▸ Source records:
(begin)

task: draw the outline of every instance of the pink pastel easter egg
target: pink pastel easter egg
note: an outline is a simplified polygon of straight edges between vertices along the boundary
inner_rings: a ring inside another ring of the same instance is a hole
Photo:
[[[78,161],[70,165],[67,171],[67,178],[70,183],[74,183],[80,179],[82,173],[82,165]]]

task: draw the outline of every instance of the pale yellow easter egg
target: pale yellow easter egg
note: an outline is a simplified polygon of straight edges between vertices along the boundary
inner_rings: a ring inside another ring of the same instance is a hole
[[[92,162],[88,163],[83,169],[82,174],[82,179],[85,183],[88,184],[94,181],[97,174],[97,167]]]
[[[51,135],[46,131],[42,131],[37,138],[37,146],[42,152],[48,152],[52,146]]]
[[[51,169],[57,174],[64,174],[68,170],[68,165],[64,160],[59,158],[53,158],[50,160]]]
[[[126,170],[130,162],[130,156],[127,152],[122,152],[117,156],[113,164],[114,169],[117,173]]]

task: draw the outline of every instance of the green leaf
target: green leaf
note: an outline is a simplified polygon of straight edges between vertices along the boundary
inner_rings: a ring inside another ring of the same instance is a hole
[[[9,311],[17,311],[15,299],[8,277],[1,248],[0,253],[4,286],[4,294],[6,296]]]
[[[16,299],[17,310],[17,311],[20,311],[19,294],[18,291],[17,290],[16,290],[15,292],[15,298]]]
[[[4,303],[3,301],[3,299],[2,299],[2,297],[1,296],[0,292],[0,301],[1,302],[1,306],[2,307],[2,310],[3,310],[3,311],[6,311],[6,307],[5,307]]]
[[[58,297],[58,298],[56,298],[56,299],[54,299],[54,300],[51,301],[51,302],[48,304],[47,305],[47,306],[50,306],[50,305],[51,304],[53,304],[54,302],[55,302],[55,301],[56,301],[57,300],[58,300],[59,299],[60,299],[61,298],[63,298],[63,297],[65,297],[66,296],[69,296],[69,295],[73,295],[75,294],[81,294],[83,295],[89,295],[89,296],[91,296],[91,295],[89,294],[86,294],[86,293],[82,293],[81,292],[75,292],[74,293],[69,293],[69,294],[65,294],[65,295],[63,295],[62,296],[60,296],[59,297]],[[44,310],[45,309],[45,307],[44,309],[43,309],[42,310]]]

(end)

▸ Your objective: Copy the material above back out, exactly as written.

▸ Task answer:
task: draw the outline of every instance of the pink pastel easter egg
target: pink pastel easter egg
note: an outline is a simplified polygon of straight edges between vertices along the boundary
inner_rings: a ring inside another ring of the same instance is a hole
Photo:
[[[78,161],[70,165],[67,171],[67,178],[70,183],[74,183],[80,179],[82,173],[82,165]]]

task: draw the outline of every instance of the pale yellow easter egg
target: pale yellow easter egg
note: an outline is a simplified polygon of straight edges between vertices along the boundary
inner_rings: a ring inside another ring of the same instance is a hole
[[[92,162],[88,163],[83,169],[82,174],[82,179],[85,183],[88,184],[94,181],[97,174],[97,167]]]
[[[51,135],[46,131],[42,131],[37,138],[37,146],[42,152],[48,152],[52,146]]]
[[[51,169],[57,174],[64,174],[68,170],[68,165],[64,160],[59,158],[53,158],[50,160]]]
[[[126,170],[130,162],[130,156],[127,152],[122,152],[117,156],[113,164],[114,169],[117,173]]]

task: draw the outline of every instance of the green leaf
target: green leaf
note: an outline is a simplified polygon of straight edges between vertices along the boundary
inner_rings: a ring inside another ring of the same instance is a hole
[[[9,311],[17,311],[15,299],[8,277],[1,248],[0,253],[4,286],[4,294],[6,296]]]
[[[16,299],[17,310],[17,311],[20,311],[19,294],[18,291],[17,290],[16,290],[15,292],[15,298]]]
[[[4,303],[3,301],[3,299],[2,299],[2,297],[1,296],[0,292],[0,301],[1,302],[1,306],[2,307],[2,310],[3,310],[3,311],[6,311],[6,307],[5,307]]]
[[[58,297],[58,298],[56,298],[56,299],[54,299],[54,300],[51,301],[51,302],[48,304],[47,305],[47,306],[50,306],[50,305],[51,304],[53,304],[54,302],[55,302],[55,301],[56,301],[57,300],[58,300],[59,299],[60,299],[61,298],[63,298],[63,297],[65,297],[66,296],[69,296],[69,295],[73,295],[75,294],[81,294],[83,295],[89,295],[89,296],[91,296],[91,295],[89,294],[86,294],[86,293],[82,293],[81,292],[75,292],[74,293],[69,293],[69,294],[65,294],[65,295],[63,295],[62,296],[60,296],[59,297]],[[44,310],[45,309],[45,307],[44,309],[43,309],[42,310]]]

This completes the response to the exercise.